### [Task instructions]
Could you give the data below again, exactly and completely?

Records drawn from a dataset
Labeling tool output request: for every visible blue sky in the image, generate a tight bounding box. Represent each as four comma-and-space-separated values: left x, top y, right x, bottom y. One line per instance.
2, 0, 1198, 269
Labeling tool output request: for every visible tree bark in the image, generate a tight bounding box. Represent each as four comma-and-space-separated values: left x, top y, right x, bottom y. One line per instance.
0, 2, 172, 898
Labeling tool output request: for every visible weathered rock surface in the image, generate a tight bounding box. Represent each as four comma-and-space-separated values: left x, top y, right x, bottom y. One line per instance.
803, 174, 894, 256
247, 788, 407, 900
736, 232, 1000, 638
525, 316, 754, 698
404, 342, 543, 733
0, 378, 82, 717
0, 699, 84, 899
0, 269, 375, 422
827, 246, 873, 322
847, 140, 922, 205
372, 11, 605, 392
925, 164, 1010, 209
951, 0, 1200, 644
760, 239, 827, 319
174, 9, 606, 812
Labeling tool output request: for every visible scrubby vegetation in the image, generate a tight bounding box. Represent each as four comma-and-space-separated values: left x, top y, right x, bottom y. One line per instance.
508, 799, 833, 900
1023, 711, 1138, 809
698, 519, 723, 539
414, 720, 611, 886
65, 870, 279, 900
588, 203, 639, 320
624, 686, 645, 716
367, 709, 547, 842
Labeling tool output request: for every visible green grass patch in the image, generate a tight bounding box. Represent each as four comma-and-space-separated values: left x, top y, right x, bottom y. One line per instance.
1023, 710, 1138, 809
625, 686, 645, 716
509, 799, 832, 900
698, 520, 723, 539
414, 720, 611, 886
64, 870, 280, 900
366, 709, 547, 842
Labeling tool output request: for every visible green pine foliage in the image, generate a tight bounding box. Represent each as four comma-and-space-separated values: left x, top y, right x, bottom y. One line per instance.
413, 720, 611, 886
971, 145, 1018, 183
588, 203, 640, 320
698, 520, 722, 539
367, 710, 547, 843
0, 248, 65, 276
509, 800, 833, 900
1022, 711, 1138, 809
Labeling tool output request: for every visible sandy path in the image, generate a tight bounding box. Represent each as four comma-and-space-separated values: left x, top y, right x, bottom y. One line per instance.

### [Result of the task]
Labeling tool output request: for every visible blue sky in the image, generate a tight bounding box. Represent each as four comma-and-space-separated values: left x, top y, right x, bottom y. One line per instance.
2, 0, 1198, 269
Labeling tool output request: for every visible tree bark in the image, generate a tight bounding box. Represent each as four comma-and-space-separated values: left x, top y, right x, bottom y. One line per instance.
0, 2, 172, 898
Labeling tool output request: for every visible weathered rock surface in the image, generate a tight bounding box. Represent each as four comma-and-space-separated values: left x, top y, right x, bottom y. One line per instance.
803, 174, 894, 256
247, 788, 407, 900
736, 232, 1000, 638
525, 316, 754, 698
404, 342, 543, 733
0, 378, 82, 717
0, 699, 84, 899
0, 269, 375, 422
827, 246, 873, 322
847, 140, 922, 205
372, 11, 605, 392
925, 164, 1010, 209
951, 0, 1200, 644
760, 239, 827, 319
174, 9, 606, 812
Labeling tool output request: for every visible scrubby vegetation in the image, generate a tight bounding box. Represent each as four comma-and-space-separated values: left x, top y, right x, bottom y. One line per instance.
508, 799, 833, 900
1023, 711, 1138, 809
698, 519, 723, 539
414, 720, 611, 886
65, 870, 279, 900
588, 203, 639, 320
624, 686, 645, 716
367, 709, 547, 842
Labeling tool output request: for every visible green grass patch in the image, generate a tight bounding box. Represent each as four comma-and-space-separated values: left x, top y, right x, bottom y. One line per instance.
1023, 710, 1138, 809
625, 686, 645, 716
509, 799, 832, 900
698, 520, 723, 539
414, 720, 611, 886
64, 870, 280, 900
366, 709, 547, 842
Labeling tool output request: for every visible green pine foliage in the image, generate a tight bounding box. Represent each as four comma-and-space-separated values: left x, top y, right x, bottom y. One line per instance.
413, 720, 611, 886
971, 145, 1018, 183
588, 203, 640, 320
698, 520, 722, 539
367, 710, 547, 843
0, 248, 65, 276
509, 800, 833, 900
1022, 711, 1138, 809
Labeling tool output request: for every visible sandy path in the image, generate a tight bounding box. Represent each as four comma-and-space-separated values: left x, top y, right x, bottom y. One line per instance.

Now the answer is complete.